━━━ GIVEN TEXT
  3. Be capable of analyzing, using a systems approach, the interactions between and within agrosystems, ecosystems and the socio-economic context from at least one of the following perspectives: (i) production systems; (ii) environmental management; (iii) economics and (iv) data requirements and information processing. Dependent upon the application perspective, being capable of understanding, formulating, parameterizing, validating and implementing models of the biophysical, ecological, bio-economical, statistical, spatiotemporal and/or combined types. Being capable of optimizing decisions regarding land use taking account all ecological, agronomical, engineering and socio-economical constraints;
  4. Be capable of integrating knowledge about agro- and ecosystems and related engineering technologies in geographically targeted projects and interventions at local to regional scales, as well as in policy preparation and evaluation at regional to global scales;
  5. Be capable of positioning agro- and ecosystems in various societal, cultural, economic and policy contexts and in interdiciplinary work and research frameworks. Be aware of the research, societal and corporate challenges regarding agro- and ecosystems and their management;
  6. Be capable of functioning in interdisciplinary teams and of taking up starter leadership. Be capable of comparing the domain- or discipline-specific approach with the approaches of other domains and disciplines. Be aware of the values but also of the limitations of the disciplines for contributing to the sustainable management of agro- and ecosystems.
  7. Problem-oriented formulation and analysis of complex problems within the expertise domain, by dividing these into manageable subproblems and designing solutions for specific cases with attention to the application possibilities and broader conceptual impact.
  8. Independently conceive, plan and execute an engineering project at the level of a starting investigating professional. Conduct and critically interpret a literature search according to scientific standards, with attention to the conceptual context and the application potential.
  9. Use intradisciplinary and interdisciplinary insights to select, adapt or eventually develop advanced research, design and solution methods, and adequately apply these and scientifically process the obtained results; motivate the choices made based on the foundations of the discipline and the requirements of the application and business context.
  10. Act from a research attitude: creativity, accuracy, critical reflection, a motivation of choices on scientific grounds.
  11. Groundbreaking, innovative and application-oriented development of systems, products, services, and processes; extrapolation with attention for the business context. Extract new research questions from design problems.
  12. Control system complexity using quantitative methods. Have sufficient knowledge, insight, and experience in scientific research to critically evaluate the results.
  13. Act from an engineering attitude within a generic and discipline-specific context: result-oriented attitude, attention for planning and technical, economic and societal boundary conditions like sustainability, risk and feasibility assessment of the proposed approach or solution, focus on results and achievement of effective solutions, innovative and transdisciplinary thinking.
  14. Work using a project-based approach from a generic and disciplinary context: formulate goals, keep a focus on specific objectives and development route, operate as a member of an interdisciplinary and transdisciplinary team, develop leadership, operate in an international or intercultural environment, and report effectively.
  15. Have the economic and business insight to place the contribution to a processor of the solution of a problem in a wider context.
  16. Weigh specifications and boundary conditions and transform them into a high-quality system, product or process. Extract useful information from incomplete, conflicting or redundant data.
  17. Communicate written and verbally about the own field in the language of instruction and in the languages that are relevant for the specialism.
  18. Communicate and present subject matters in fluent language and graphically to colleagues and laypersons.
━━━━━━
━━━ EXTRACTED RECORDS
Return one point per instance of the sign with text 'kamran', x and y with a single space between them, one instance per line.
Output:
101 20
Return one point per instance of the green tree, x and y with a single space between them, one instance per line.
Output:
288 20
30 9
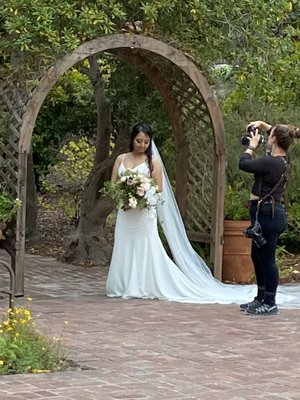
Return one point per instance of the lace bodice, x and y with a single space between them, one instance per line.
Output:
142 168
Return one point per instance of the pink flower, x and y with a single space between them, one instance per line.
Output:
140 192
132 202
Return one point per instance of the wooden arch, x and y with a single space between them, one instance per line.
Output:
196 123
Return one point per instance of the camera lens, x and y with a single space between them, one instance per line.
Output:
245 140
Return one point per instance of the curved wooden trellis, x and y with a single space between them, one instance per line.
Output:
196 123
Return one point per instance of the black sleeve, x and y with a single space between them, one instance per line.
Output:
254 165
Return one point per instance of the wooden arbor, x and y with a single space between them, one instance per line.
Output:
196 123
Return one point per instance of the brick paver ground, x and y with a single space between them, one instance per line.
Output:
142 349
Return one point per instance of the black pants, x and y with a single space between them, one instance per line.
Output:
273 220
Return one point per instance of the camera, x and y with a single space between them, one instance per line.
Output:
254 232
245 140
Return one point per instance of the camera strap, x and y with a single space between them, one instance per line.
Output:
283 178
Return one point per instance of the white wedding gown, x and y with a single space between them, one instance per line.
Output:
141 268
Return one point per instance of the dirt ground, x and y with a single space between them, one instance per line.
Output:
55 232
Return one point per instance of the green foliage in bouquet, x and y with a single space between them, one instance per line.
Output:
132 190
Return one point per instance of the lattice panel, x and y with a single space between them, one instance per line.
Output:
198 130
13 100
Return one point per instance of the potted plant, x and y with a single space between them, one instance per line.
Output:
237 264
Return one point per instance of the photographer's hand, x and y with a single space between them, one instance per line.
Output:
261 125
253 141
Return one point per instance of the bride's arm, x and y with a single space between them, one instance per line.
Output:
114 174
157 173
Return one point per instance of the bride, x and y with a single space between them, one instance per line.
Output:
140 266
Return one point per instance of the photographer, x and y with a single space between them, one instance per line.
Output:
268 216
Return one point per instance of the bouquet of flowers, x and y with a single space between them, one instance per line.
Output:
132 190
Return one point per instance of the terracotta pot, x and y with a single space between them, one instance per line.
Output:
237 264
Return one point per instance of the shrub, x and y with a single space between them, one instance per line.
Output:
23 349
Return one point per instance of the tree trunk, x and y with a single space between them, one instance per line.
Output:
89 245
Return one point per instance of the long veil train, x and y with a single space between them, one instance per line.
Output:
192 265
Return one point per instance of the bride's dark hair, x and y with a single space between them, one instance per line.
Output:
145 128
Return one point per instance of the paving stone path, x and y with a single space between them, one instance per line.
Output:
142 349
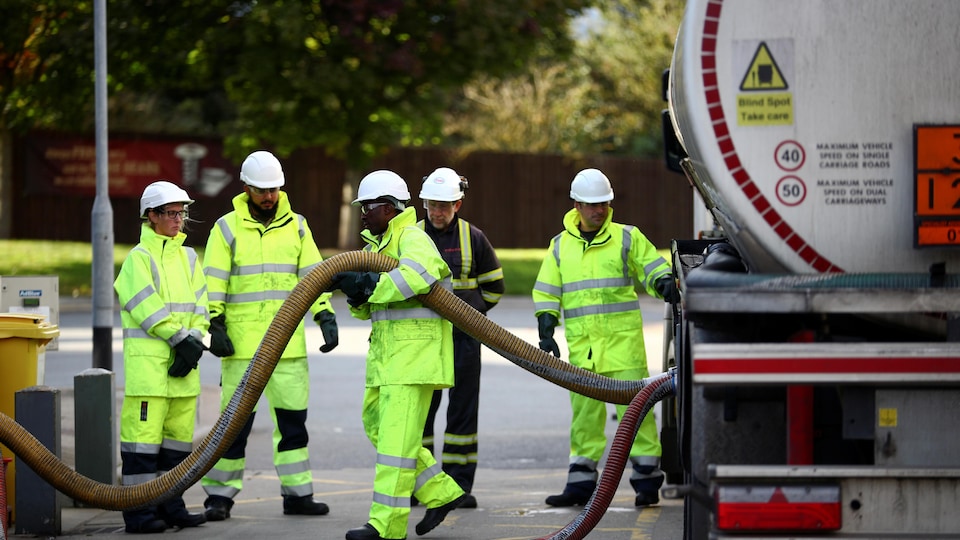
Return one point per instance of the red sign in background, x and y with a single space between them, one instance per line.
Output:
66 165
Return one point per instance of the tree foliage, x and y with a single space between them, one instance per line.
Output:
355 77
605 98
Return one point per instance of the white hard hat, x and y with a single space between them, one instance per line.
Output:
160 193
261 169
383 184
443 184
591 186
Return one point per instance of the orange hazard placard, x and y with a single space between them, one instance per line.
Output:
938 194
938 233
938 147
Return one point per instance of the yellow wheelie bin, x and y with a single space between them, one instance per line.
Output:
23 341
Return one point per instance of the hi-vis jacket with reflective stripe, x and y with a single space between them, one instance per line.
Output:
251 269
409 343
477 275
163 298
594 282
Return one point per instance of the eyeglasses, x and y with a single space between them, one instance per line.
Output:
173 214
366 208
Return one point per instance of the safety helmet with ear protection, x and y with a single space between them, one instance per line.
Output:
591 186
383 184
160 193
443 184
262 170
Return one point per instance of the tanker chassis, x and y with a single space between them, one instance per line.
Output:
817 342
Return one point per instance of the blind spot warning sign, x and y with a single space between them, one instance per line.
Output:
763 72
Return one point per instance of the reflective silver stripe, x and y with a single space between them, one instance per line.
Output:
393 502
221 491
625 249
546 306
133 479
546 288
458 459
397 278
182 307
426 475
140 448
191 258
257 269
222 476
619 307
466 256
179 446
138 298
217 273
228 236
293 468
601 283
397 461
491 276
256 296
556 248
403 314
460 440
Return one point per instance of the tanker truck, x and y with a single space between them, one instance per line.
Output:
816 344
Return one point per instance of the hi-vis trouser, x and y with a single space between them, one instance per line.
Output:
287 392
588 441
393 418
156 434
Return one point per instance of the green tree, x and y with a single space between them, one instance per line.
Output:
355 77
605 98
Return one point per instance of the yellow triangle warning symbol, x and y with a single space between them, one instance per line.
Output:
763 73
━━━━━━
* USING THE INFORMATION:
1. According to the learning outcomes, what are the four perspectives from which the interactions between agrosystems, ecosystems and the socio-economic context may be analyzed?
2. Say whether each statement agrees with the learning outcomes, and quote the words of the text that decide it.
(a) Integrating knowledge about agro- and ecosystems includes policy preparation and evaluation at regional to global scales.
(b) The research attitude includes creativity and accuracy.
(c) Subject matters are to be presented only to colleagues.

* ANSWERS FOR THE EXERCISE:
1. Production systems, environmental management, economics, and data requirements and information processing.

2.
(a) Yes: "as well as in policy preparation and evaluation at regional to global scales"
(b) Yes: "Act from a research attitude: creativity, accuracy, critical reflection"
(c) No: "Communicate and present subject matters in fluent language and graphically to colleagues and laypersons."